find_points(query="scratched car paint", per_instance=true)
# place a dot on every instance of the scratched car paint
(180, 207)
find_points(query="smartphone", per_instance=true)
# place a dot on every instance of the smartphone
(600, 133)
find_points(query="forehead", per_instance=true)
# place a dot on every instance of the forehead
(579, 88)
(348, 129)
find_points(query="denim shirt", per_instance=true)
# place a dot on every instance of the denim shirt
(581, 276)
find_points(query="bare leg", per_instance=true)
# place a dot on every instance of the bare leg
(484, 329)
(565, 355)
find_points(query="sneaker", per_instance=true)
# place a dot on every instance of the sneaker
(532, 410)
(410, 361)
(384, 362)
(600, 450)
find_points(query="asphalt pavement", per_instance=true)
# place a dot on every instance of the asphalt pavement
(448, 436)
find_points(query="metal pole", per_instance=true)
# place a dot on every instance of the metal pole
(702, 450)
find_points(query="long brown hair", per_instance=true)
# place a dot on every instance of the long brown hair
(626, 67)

* * *

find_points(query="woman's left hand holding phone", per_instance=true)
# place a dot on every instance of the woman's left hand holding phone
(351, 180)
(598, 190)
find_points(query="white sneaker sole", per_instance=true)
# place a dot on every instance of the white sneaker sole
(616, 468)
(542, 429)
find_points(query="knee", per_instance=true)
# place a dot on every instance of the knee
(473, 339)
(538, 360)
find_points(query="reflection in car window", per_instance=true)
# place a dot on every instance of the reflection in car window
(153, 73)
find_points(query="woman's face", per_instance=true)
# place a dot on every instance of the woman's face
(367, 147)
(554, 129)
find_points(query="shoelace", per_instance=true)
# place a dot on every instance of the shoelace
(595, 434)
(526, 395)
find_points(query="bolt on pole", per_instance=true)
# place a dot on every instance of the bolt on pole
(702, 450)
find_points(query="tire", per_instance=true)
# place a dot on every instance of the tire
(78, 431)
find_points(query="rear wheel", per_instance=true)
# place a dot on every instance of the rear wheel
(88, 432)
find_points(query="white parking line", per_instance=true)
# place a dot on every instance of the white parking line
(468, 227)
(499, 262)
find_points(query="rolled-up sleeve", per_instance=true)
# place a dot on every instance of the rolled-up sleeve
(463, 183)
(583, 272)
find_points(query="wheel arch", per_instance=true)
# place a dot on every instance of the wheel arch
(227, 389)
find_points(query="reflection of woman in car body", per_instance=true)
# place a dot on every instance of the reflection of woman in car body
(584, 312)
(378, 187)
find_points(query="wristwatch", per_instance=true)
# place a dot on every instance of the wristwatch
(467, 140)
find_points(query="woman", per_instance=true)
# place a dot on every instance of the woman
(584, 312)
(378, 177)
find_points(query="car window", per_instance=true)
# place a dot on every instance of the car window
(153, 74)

- [Your goal]: How many lines of the items above contain the string "forehead", with case counting? Give only the number.

- [Result of the exercise]: 2